Then came Madonna in a bath telling us that the pandemic was “the great equaliser” and Ellen DeGeneres likening self-quarantine in her $45.7 million LA compound as “being in jail”.
And then of course we had a 39-year-old Duchess compare herself non-ironically to the Little Mermaid and her 36-year-old husband whinge because his dad cut off his pocket money.
The damage celebrities unleashed on their own value seemed irreparable.
It took a pandemic to prove that overpaid, under-educated narcissists were useless to society.
Who needs the elite rubbing our faces in their privilege anymore, the common masses (myself included) railed.
But I realise I was wrong. For now, more than ever before, we really do need inane celebrities.
The health of our society rests on the shoulders of a vaccinated community, dedicated front line workers and the ability to laugh at Hollywood elite sharing their outrageous daily routines.
Because with everything going on at the moment, what else do we have if we can’t guffaw at the tone-deaf self-indulgence of a “90 per cent plant-based” Buddhist who was once nominated for an Oscar?
Please, don’t shame celebs into silence. And please don’t like them become normal.
The last thing we need is to read about how a celeb had reheated spag bol for dinner and wiped kids’ urine from the toilet bowl.
In the war, Vera Lynn united with her song of hope. Today we have Orlando Bloom, uniting us in mockery.
The Hollywood actor and partner of singer Katy Perry has been globally lampooned for an interview with The Sunday Times last week in which he outlined his daily routine.
All I can say after laughing my way through the article is thank god celebrities are not like us. And boy, has Bloom delivered.
If Gwyneth “vagina candle” Paltrow and Pete “activated almonds” Evans co-created a lifestyle, this would be it.
Bloom starts his day with some Buddhist chanting which he then posts on Instagram.
“I have a smart ring sleep tracker and the first thing I do is look at the app to see if I’ve had a good sleep and check my readiness for the day,” he says.
He then does some “eye-gazing” with his baby daughter (we don’t hear from her again until bedtime) before he has “some green powders that I mix with brain octane oil, a collagen powder for my hair and nails, and some protein”.
I don’t need a sleep tracker, as I don’t sleep. Last week I was vomited on twice through the night by a sick child and endured a pre-dawn mini Michael Flatley slipping into bed to river-dance on my spleen.
At 5am I’m woken by a small dictator demanding Bluey on the TV.

Task brief
Summarize the column on celebrity self-indulgence above in two sentences.

Data
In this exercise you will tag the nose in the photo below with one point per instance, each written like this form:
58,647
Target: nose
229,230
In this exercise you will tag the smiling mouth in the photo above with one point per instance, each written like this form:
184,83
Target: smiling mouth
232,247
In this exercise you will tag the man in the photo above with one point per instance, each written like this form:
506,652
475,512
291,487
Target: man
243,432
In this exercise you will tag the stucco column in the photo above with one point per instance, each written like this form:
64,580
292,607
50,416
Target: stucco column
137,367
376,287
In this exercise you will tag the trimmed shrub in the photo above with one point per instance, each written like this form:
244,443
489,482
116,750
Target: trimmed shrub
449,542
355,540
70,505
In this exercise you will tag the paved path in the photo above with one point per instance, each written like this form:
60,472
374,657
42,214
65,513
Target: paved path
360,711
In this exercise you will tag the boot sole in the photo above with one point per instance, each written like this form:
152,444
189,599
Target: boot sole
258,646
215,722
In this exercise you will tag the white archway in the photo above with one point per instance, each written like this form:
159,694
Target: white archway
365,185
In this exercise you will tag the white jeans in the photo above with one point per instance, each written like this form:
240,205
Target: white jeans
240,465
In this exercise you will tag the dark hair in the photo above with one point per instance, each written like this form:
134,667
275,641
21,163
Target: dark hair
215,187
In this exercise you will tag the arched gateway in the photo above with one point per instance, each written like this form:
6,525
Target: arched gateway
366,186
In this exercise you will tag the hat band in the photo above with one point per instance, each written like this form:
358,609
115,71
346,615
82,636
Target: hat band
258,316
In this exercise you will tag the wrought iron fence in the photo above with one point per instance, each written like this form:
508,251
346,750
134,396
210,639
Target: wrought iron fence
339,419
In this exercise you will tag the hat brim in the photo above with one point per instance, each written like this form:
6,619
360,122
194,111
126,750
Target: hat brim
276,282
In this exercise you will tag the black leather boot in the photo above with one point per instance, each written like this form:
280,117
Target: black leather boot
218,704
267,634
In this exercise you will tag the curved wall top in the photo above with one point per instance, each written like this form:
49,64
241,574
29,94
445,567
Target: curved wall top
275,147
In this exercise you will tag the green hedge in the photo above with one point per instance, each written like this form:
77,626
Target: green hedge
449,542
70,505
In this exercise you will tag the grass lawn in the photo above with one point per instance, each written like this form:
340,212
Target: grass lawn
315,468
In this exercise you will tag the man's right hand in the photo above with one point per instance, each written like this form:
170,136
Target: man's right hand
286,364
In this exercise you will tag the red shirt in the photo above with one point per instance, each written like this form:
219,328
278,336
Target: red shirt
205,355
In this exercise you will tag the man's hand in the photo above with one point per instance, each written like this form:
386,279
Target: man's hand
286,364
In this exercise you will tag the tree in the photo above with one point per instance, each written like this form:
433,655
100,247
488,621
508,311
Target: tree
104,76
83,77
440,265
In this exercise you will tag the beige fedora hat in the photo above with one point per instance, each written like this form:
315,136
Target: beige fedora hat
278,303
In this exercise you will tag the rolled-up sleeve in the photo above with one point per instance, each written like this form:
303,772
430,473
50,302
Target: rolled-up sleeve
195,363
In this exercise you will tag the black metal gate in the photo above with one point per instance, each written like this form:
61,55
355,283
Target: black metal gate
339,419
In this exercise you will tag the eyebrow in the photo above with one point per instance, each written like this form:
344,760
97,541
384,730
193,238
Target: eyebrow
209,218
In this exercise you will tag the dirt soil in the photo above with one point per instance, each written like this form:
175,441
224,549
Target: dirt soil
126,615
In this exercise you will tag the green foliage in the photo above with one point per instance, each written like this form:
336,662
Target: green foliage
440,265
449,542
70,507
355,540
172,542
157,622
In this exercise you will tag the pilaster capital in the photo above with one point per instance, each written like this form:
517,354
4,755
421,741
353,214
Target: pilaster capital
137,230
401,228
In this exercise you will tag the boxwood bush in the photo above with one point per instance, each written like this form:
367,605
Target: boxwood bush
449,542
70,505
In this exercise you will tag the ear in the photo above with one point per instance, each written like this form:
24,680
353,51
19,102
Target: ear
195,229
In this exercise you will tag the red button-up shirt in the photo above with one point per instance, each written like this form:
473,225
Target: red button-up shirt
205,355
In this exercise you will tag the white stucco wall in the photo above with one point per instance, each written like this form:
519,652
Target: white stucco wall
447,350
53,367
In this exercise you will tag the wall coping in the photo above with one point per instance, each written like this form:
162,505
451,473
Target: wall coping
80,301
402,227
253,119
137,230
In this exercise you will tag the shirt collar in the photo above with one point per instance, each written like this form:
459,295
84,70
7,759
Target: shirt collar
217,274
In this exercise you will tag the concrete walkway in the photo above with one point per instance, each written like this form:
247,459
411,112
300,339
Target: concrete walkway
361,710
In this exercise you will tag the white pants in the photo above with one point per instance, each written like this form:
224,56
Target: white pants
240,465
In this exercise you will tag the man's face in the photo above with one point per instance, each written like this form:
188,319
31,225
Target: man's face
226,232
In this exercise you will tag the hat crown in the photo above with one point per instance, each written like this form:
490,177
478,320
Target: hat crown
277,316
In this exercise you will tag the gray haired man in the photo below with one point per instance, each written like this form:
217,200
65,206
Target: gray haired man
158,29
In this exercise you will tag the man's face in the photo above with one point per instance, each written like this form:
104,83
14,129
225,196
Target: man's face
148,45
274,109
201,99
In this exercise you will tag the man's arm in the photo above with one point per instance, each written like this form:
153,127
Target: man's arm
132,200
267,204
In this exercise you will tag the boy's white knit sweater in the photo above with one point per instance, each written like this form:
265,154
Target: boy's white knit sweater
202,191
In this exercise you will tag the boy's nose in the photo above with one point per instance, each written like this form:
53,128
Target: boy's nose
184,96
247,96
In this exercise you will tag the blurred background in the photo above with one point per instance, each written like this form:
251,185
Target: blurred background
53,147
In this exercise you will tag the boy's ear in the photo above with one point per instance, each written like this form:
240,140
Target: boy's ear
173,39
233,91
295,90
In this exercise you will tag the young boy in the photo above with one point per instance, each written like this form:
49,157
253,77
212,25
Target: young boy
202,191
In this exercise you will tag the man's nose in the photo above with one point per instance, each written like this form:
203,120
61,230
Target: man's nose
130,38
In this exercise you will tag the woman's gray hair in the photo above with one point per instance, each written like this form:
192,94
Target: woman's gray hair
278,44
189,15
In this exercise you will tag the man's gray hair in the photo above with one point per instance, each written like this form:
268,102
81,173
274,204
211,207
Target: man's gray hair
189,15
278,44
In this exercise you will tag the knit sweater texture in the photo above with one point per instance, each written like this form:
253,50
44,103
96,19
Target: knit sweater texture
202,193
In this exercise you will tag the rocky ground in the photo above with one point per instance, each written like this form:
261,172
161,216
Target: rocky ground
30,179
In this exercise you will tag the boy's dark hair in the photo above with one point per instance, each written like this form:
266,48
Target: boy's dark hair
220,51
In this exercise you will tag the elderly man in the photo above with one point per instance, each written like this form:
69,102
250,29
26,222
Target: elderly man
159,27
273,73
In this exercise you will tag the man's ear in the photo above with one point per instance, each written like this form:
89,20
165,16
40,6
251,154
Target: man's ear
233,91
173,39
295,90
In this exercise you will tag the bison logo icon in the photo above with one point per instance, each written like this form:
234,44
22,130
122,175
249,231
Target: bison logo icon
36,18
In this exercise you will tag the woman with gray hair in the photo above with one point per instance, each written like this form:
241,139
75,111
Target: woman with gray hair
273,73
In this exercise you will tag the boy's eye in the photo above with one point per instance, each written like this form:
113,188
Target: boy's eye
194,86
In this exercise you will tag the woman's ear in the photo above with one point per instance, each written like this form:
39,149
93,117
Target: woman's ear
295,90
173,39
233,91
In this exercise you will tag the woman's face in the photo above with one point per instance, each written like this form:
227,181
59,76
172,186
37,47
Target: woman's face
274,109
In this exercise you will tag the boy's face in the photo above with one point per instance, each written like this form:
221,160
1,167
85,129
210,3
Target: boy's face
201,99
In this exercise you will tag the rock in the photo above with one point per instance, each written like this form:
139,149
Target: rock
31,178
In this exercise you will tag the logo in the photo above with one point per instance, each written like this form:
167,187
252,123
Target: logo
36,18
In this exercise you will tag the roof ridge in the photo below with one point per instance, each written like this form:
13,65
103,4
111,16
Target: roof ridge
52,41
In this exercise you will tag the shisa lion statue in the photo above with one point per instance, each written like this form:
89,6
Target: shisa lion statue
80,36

Expected answer
The writer says that pandemic-era celebrity behavior, from Madonna and Ellen DeGeneres to a Duchess and her husband, seemed to prove overpaid narcissists useless to society, but now argues that inane celebrities are needed more than ever as targets of laughter and asks that they not be shamed into silence or become normal. As an example, the writer cites Orlando Bloom's Sunday Times account of a daily routine of Buddhist chanting, a sleep-tracker check, eye-gazing with his daughter and green powders mixed with brain octane oil, set against the writer's own sleepless nights with sick and restless children.